**EXERCISE SET:**
1. Rewrite everything from "The move could" down to "at no charge." in the Khan Academy article, putting "major step" wherever "quantum leap" appears.
2. Extend the article on Khan Academy's partnership with Southern California school offices, starting after its final sentence.

**SOURCE:**

Credit: Fermin Leal/Orange County Office of Education

In establishing relationships with several county offices of education in Southern California, the Khan Academy is hoping to expand its already large footprint in the world of personalized learning to make its online resources a more formal part of the school curriculum.

The move could mark a quantum leap in the use of online materials in the classroom.

Sal Khan, the Khan Academy’s founder, said he hopes the materials he has developed – online courses, instructional exercises, videos and a personalized “learning dashboard” – will become a “primary tool for practice” in the classroom, rather than just a supplement to the curriculum.

Last week, at a gathering in Irvine attended by more than 700 district representatives and others, Khan and five county offices of education – Los Angeles, Orange County, San Bernardino, Riverside and Imperial – as well as the Long Beach Unified School District announced they would collaborate to increase usage of Khan Academy’s materials, which the nonprofit organization will make available at no charge.

The counties encompass more than 200 school districts with a total enrollment of nearly 3 million children, or about half of all students in public schools in the state.

Khan Academy materials are used extensively by many teachers to complement what they are already doing in the classroom, and many students use the materials on their own without prompting from teachers. The organization has a global reach as well, with its offerings translated into numerous languages and used by students throughout the world.

But Khan said this is the first formal relationship his organization is establishing with large school districts in the United States. “Many teachers have been using us, doing personalized learning in the classroom for years,” he said. Working directly with districts, he said, provides “an opportunity for mainstream teachers to bring technology into the classroom in a way that immediately saves them time and meets their needs.”

**DATA BLOCK:**
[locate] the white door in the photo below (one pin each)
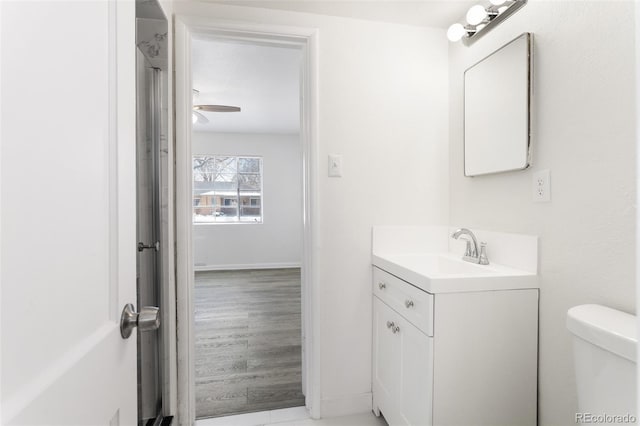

**TASK ANSWERS:**
1.
The move could mark a major step in the use of online materials in the classroom.

Sal Khan, the Khan Academy’s founder, said he hopes the materials he has developed – online courses, instructional exercises, videos and a personalized “learning dashboard” – will become a “primary tool for practice” in the classroom, rather than just a supplement to the curriculum.

Last week, at a gathering in Irvine attended by more than 700 district representatives and others, Khan and five county offices of education – Los Angeles, Orange County, San Bernardino, Riverside and Imperial – as well as the Long Beach Unified School District announced they would collaborate to increase usage of Khan Academy’s materials, which the nonprofit organization will make available at no charge.

2.
Participation in the partnership by school districts will be entirely voluntary, both Khan and county superintendents emphasized. “No one is going to force anyone,” Khan said. “It is up to districts to decide if this is right for them, and even when they do say they want to be part of it, districts are not going to force the teachers.”

“We do see that a larger fraction of teachers will be using it in a highly engaged way,” he said. “But we are not going to expect every teacher to use it, or anything like that.”

A key factor in prompting Orange County Superintendent of Schools Al Mijares to initiate the new partnership was the success of the collaboration between the College Board and the Khan Academy initiated in 2015 to provide free SAT preparation. Working with the College Board, the Khan Academy developed a range of free online practice materials for both the SAT and the PSAT. The target audience was students whose families might not be able to afford expensive test preparation offered by commercial companies.

“We are trying to take it to a different level of engagement,” Mijares said. “It is not enough for schools to go to the Khan Academy for help. What we are looking for is to have more systematized interventions (by the Khan Academy) that become part of the school culture.”

As part of this effort, Khan said his organization has been developing a range of tools that will help teachers to integrate Khan Academy materials into their classroom practice.

“These tools we are launching are designed to be more core to what is happening in the classroom,” Khan said. “If teachers want to make an assignment, in the past they wouldn’t have had information on what students got right or wrong,” he said. “They will get all of that continuously, so the next day in class they will feel more confident about what problems to go over, and where to intervene with students.”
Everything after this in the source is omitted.